Unique Lipoprotein Profile in Patients with Phenylketonuria Demonstrated with NMR Spectroscopy
Phenylketonuria, a rare metabolic disorder, is caused by mutations in phenylalanine hydroxylase (PAH) gene and results in high phenylalanine (Phe) in blood and the brain.
In this study, 22 patients with PKU (mean age 38.7 years) and 14 control patients (mean age 35.2 years) were included. Plasma with NMR spectroscopy and quantified 105 lipoprotein parameters (including lipoprotein subclasses) and 24 low molecular weight parameters were investigated.
In PKU patients versus controls, total cholesterol was significantly lower (179.4 vs 200.9 mg/dL [P < 0.02]) as well as LDL-cholesterol (79.5 vs 104.1 mg/dL [P < 0.0038]). Lower levels of 22 LDL subclasses were found in patients with PKU and there was a negative correlation of total cholesterol and LDL-cholesterol with concurrent Phe level. VLDL5-free cholesterol, VLDL5-cholesterol, VLDL5-phospholipids, and VLDL4-free cholesterol showed a significant (P < 0.05) negative correlation with concurrent Phe level. When compared with control, patients with PKU Tyrosine, glutamine, and creatinine were significantly lower whereas citric and glutamic acids were significantly higher.
The authors concluded that, “Using NMR spectroscopy, a unique lipoprotein profile in PKU patients can be demonstrated which mimics a non-atherogenic profile as seen in patients treated by statins.”
Cannet C, Pilotto A, César Rocha J, et al. Lower plasma cholesterol, LDL-cholesterol and LDL-lipoprotein subclasses in adult phenylketonuria (PKU) patients compared to healthy controls: results of NMR metabolomics investigation. Orphanet J Rare Dis. 2020;15(1):61.

=-=-=

• Exercise aim: Duplicate the PKU lipoprotein summary verbatim, starting at "Cannet C, Pilotto" and ending at "Rare Dis. 2020;15(1):61.". Rely only on the PKU lipoprotein summary above.

• Material supplied:
=-=-=

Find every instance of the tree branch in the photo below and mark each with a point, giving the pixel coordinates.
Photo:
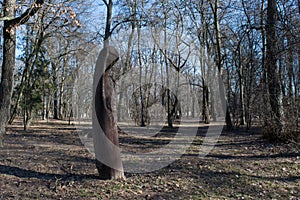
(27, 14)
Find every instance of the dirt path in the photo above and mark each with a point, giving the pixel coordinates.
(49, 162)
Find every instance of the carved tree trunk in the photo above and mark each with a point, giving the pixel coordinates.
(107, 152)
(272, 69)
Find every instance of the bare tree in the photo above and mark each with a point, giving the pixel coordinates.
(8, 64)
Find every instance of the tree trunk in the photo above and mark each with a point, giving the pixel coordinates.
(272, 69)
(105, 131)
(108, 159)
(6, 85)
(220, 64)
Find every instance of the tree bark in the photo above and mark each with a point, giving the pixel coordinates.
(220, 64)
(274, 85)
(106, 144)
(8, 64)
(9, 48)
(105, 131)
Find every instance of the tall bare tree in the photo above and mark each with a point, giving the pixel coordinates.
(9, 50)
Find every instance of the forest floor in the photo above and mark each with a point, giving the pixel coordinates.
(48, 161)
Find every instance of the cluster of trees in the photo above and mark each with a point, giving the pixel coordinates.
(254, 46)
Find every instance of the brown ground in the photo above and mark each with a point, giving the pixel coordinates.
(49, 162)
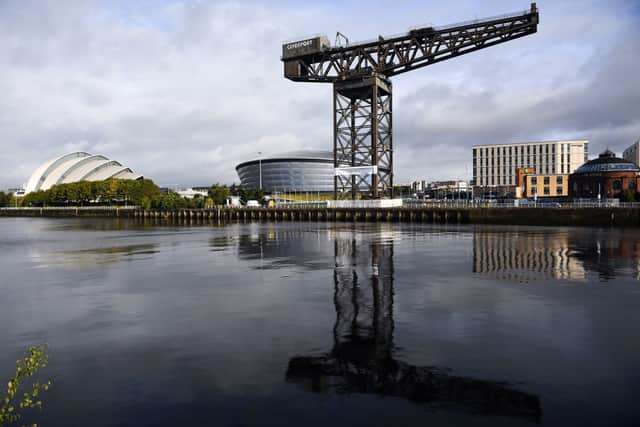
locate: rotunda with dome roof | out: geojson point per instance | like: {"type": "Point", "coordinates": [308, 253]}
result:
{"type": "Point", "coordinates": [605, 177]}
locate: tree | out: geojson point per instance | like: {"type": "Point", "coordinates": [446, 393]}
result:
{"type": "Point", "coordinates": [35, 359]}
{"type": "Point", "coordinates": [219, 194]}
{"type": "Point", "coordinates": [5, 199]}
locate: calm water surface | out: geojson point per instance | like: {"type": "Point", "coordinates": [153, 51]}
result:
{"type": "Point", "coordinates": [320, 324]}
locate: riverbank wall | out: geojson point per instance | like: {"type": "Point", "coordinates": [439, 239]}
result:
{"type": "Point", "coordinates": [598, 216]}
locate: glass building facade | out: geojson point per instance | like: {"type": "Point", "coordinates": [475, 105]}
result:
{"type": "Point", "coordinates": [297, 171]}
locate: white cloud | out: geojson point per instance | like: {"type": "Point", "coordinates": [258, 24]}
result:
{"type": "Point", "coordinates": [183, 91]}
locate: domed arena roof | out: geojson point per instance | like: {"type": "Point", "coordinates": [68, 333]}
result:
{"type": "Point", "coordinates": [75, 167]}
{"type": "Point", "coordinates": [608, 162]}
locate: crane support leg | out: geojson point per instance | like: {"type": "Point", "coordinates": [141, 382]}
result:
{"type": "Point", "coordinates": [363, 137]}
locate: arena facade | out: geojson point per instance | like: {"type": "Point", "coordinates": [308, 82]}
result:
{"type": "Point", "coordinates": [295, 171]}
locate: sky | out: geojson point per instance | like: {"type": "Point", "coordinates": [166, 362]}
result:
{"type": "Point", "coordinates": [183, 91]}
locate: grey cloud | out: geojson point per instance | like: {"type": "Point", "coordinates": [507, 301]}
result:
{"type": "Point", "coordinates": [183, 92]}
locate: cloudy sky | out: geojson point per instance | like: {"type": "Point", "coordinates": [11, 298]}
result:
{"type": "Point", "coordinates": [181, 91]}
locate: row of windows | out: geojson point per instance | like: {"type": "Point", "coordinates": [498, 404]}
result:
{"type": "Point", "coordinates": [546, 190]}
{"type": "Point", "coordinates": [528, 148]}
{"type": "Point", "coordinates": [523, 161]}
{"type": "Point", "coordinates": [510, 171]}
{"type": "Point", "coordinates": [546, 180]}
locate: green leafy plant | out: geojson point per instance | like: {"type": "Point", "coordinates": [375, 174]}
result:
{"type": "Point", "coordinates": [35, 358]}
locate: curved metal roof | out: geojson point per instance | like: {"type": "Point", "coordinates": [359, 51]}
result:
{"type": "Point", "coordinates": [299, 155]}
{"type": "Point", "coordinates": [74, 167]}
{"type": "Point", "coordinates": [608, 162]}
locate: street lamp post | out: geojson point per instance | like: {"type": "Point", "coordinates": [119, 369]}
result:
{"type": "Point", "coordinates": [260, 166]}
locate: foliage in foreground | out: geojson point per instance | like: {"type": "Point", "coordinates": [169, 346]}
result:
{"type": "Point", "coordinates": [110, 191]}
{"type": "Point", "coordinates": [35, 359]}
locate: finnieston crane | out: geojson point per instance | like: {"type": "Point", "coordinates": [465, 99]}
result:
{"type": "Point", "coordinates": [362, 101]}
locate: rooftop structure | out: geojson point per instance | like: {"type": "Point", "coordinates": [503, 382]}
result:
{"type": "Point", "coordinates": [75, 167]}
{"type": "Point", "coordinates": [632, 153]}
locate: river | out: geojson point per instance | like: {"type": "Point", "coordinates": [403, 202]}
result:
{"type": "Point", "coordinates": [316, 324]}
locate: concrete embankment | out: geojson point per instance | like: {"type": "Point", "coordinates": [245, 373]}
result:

=-=-=

• Written answer:
Cannet C, Pilotto A, César Rocha J, et al. Lower plasma cholesterol, LDL-cholesterol and LDL-lipoprotein subclasses in adult phenylketonuria (PKU) patients compared to healthy controls: results of NMR metabolomics investigation. Orphanet J Rare Dis. 2020;15(1):61.